**Texte fourni**
• • •

Au-delà des paroles, la preuve de la confiance est démontrée par des gestes. La confiance est fondée sur la réalisation de l’engagement que seule l’expérience vient validée.

Il faut informer les travailleurs de la situation économique de la compagnie et aussi établir des objectifs à court, moyen et long terme en comptant sur leur collaboration. L’implication et la réalisation des objectifs ne font que solidifier et augmenter le niveau de confiance. De plus, il faut installer un niveau de communication franc et direct tout en les informant et leur demandant leurs opinions. Il faut cesser de penser que l’on veut la peau de l’autre (un gestionnaire).

• • •

**Liste des tâches**
**1)** Dans le texte sur la confiance, quels sont les horizons de temps prévus pour les objectifs à établir avec les travailleurs ? Nommez-les tous.
**2)** Répondez à ces questions à partir du texte sur la confiance.
(a) Sur quoi la confiance est-elle fondée ?
(b) De quoi faut-il informer les travailleurs ?
(c) Comment doit être le niveau de communication à installer ?
Les items qui suivent n'ont aucun rapport avec le texte.

**Données fournies**

• • •

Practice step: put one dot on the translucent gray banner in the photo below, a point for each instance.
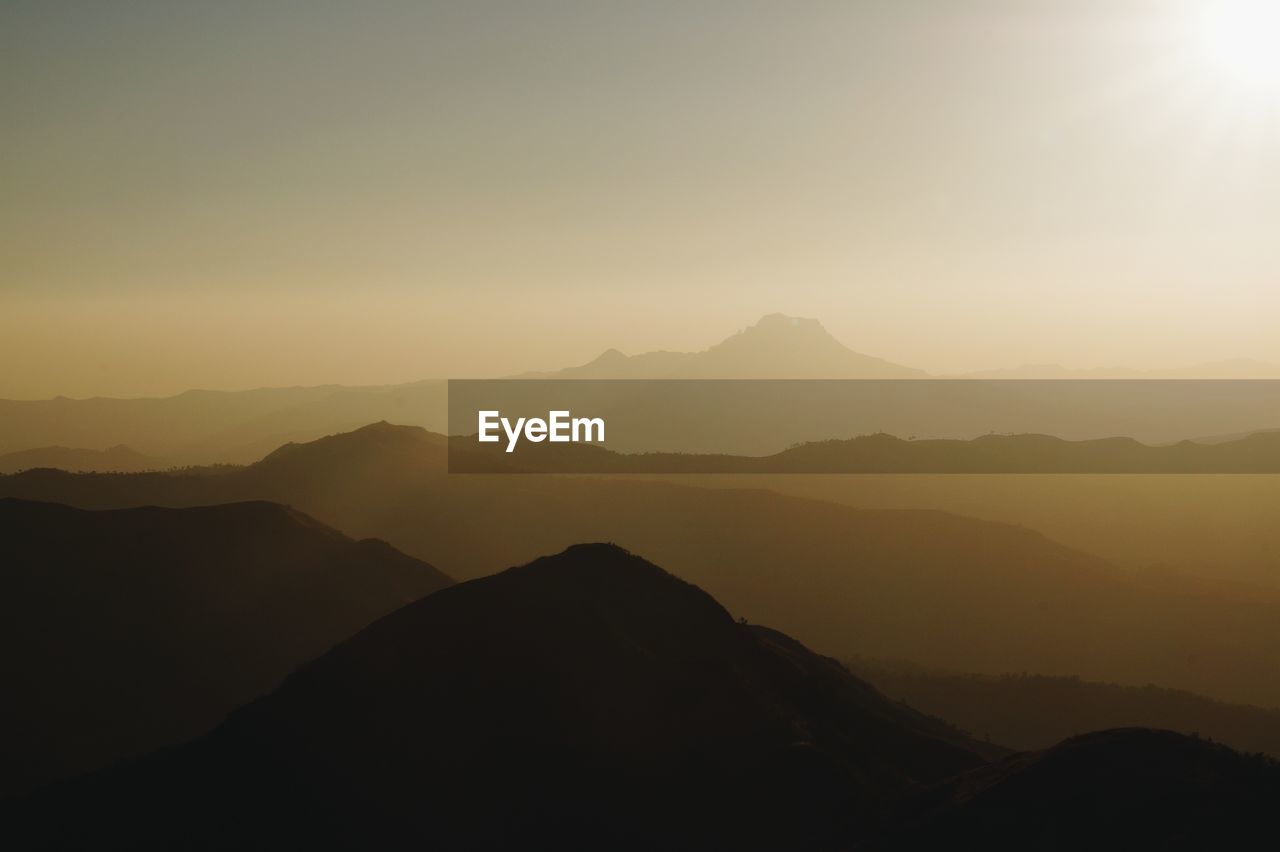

• • •

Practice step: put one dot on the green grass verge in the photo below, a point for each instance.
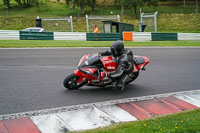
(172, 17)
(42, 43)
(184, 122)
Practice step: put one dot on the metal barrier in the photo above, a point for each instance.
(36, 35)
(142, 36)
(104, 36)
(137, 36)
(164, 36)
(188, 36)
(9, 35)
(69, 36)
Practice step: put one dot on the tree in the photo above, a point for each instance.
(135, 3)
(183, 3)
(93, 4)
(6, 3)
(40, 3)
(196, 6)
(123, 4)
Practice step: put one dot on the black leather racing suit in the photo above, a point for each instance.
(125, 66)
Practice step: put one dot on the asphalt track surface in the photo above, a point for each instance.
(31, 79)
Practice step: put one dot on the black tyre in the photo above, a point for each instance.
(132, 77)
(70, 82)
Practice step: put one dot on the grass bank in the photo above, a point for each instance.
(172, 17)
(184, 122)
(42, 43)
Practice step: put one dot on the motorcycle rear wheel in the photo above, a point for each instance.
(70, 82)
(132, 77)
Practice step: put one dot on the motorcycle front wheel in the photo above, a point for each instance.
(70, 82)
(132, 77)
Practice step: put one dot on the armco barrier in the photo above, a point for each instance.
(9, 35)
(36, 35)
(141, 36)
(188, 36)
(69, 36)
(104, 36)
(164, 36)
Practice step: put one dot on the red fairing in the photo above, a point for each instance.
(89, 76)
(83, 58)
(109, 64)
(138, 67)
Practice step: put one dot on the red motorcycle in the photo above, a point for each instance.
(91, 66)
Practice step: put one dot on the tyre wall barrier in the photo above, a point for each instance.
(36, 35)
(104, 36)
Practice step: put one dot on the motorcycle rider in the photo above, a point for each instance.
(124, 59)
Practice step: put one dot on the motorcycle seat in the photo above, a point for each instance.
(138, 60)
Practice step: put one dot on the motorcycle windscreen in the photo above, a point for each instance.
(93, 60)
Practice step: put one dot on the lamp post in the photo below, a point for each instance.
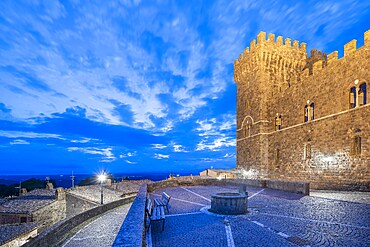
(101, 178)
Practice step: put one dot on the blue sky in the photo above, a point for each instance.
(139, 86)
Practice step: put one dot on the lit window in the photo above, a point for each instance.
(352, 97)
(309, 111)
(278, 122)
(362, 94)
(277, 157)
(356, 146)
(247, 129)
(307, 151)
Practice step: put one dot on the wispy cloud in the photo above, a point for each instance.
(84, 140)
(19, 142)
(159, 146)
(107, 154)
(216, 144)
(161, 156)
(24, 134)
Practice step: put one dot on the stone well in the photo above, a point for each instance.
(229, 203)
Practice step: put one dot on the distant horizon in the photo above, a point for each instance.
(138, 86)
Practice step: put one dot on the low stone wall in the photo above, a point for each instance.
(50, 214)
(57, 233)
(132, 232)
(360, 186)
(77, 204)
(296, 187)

• • •

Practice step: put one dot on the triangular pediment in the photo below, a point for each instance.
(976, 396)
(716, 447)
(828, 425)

• • •

**Réponses**
**1)** Court terme, moyen terme et long terme.

**2)**
(a) Sur la réalisation de l'engagement.
(b) De la situation économique de la compagnie.
(c) Franc et direct.